#### [Work instructions]
In the article on security in the new Africa, copy word for word the stretch from "At the end of" through "in recent years.".

#### [Quoted text]
☆ ☆ ☆ ☆ ☆ ☆ ☆
REVIEW: Article

Security Challenges and Opportunities in the New Africa

The first US-Africa Leaders Summit that took place in August, the largest gathering of African heads of state and government ever convened by an American president, was an unprecedented display in Washington of the “new Africa”—increasingly characterized by political openness, better governance, buoyant economic growth, and self-confidence—that the Obama administration’s 2012 US Strategy Toward Sub-Saharan Africa rightly characterized as “more important than ever to the security and prosperity of the international community, and to the United States in particular.”

This perspective on Africa represents a tectonic shift from the one which predominated less than two decades ago, when the Pentagon’s strategy document for the continent declared there to be “very little traditional strategic interest in Africa” and that “America’s security interests in Africa are very limited.” In fact, if, in such a brief time period, the consensus among US policymakers went from a nearly total disavowal of any significant national interests in Africa to such an embrace of the continent’s geopolitical importance such that, under a Republican administration, a unified combatant command, the United States Africa Command (AFRICOM), was established and, under its Democratic successor, the biggest single American diplomatic effort to engage African leaders, the recent US-Africa Leaders Summit, was undertaken, it is because Africa itself has changed considerably, largely for the better.

At the end of the Cold War, all but a literal handful of the continent’s states were ruled by one-party—if not one-man—regimes. Up to 1990, with the exception of the state presidents of the apartheid regime in South Africa, exactly one African head of state—Somalia’s Aden Abdulle Osman Daar back in 1967—had ever left office through electoral defeat and only three others—Léopold Sédar Senghor of Senegal, Ahmadou Ahidjo of Cameroon, and Julius Nyerere of Tanzania—had retired voluntarily. In contrast, by the turn of the century, virtually every African state had opened up at least some space for political competition and many have subsequently become full-fledged democracies with regular peaceful transfers of power between governing parties and their opposition, with some countries experiencing such transitions multiple times in recent years.

Africa’s economic progress during that time has been even more impressive. Today the continent is home to seven of the ten fastest growing economies in the world this decade. While, admittedly, the starting points for some African countries are relatively low and, in some of them, much of the boom has been driven by fickle demand for their commodities, a significant proportion of the growth is nonetheless due to deeper, long-term trends, including demographics (e.g., by 2050, one in four workers in the world will be African; the world’s fastest-growing urbanization rates means lower basic infrastructure costs and concentrated consumer markets) and technology (e.g., the rapid expansion of mobile telephony and Internet usage growth rates five times global averages over the last decade). Where African countries used to be written off as “risky” bets or thought of only as sources for raw natural resources, robust GDP growth rates coupled with improved regulatory and commercial environments have made the continent an increasingly attractive place to do business. Not surprisingly, a major component of the recent Summit in Washington was the daylong US-Africa Business Forum during which a number of American firms—including IBM, GE, Coca-Cola, Marriott, and Blackstone—announced multi-million and even multi-billion dollar deals with African partners.
☆ ☆ ☆ ☆ ☆ ☆ ☆
#### [Entries provided]
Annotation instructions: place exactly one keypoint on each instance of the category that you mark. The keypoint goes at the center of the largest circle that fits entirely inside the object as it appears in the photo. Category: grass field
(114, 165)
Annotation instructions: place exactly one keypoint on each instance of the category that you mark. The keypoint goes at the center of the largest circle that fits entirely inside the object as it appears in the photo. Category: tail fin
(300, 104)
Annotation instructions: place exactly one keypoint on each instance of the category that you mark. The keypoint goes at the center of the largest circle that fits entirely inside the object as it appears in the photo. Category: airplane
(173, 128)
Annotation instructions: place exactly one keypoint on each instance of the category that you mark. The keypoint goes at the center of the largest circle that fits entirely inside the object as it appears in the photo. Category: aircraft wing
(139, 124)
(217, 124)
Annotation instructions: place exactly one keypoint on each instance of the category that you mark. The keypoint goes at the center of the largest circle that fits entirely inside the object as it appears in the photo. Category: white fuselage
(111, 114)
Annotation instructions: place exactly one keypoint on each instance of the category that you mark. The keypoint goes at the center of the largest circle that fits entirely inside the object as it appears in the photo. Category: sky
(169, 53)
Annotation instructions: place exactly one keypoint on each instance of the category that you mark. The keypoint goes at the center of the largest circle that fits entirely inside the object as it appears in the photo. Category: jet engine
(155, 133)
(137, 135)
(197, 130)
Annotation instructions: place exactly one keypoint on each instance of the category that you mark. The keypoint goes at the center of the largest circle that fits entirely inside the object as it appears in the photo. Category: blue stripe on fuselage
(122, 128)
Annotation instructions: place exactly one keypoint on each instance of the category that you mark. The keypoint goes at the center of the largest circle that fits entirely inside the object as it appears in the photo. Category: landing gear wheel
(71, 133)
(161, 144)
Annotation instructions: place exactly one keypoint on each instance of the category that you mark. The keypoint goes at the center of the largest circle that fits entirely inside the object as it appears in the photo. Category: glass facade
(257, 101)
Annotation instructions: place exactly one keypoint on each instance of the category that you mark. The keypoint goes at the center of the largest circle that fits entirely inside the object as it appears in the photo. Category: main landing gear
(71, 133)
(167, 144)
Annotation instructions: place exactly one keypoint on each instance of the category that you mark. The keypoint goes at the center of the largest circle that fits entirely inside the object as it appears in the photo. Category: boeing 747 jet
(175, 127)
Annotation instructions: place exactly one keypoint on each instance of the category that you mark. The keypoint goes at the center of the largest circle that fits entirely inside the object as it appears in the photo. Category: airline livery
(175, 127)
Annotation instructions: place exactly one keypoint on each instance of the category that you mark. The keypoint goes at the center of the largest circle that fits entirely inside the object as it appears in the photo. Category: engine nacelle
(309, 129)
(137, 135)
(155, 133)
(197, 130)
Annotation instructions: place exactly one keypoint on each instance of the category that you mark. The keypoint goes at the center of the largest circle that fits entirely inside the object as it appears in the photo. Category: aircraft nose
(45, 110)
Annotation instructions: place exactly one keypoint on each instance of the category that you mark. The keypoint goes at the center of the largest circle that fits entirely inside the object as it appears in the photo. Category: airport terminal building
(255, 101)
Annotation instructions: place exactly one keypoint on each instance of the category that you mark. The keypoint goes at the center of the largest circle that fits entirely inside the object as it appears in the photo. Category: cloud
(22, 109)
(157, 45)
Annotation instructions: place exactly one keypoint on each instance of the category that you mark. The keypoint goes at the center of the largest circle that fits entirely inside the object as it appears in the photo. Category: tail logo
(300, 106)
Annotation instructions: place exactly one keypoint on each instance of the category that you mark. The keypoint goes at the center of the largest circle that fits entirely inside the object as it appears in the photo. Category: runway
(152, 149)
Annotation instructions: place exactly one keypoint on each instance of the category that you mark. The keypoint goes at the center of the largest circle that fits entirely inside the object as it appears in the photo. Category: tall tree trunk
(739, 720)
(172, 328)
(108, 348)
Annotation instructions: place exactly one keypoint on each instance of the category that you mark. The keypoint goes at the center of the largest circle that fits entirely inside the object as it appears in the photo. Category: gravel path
☆ ☆ ☆ ☆ ☆ ☆ ☆
#### [Result of the exercise]
At the end of the Cold War, all but a literal handful of the continent’s states were ruled by one-party—if not one-man—regimes. Up to 1990, with the exception of the state presidents of the apartheid regime in South Africa, exactly one African head of state—Somalia’s Aden Abdulle Osman Daar back in 1967—had ever left office through electoral defeat and only three others—Léopold Sédar Senghor of Senegal, Ahmadou Ahidjo of Cameroon, and Julius Nyerere of Tanzania—had retired voluntarily. In contrast, by the turn of the century, virtually every African state had opened up at least some space for political competition and many have subsequently become full-fledged democracies with regular peaceful transfers of power between governing parties and their opposition, with some countries experiencing such transitions multiple times in recent years.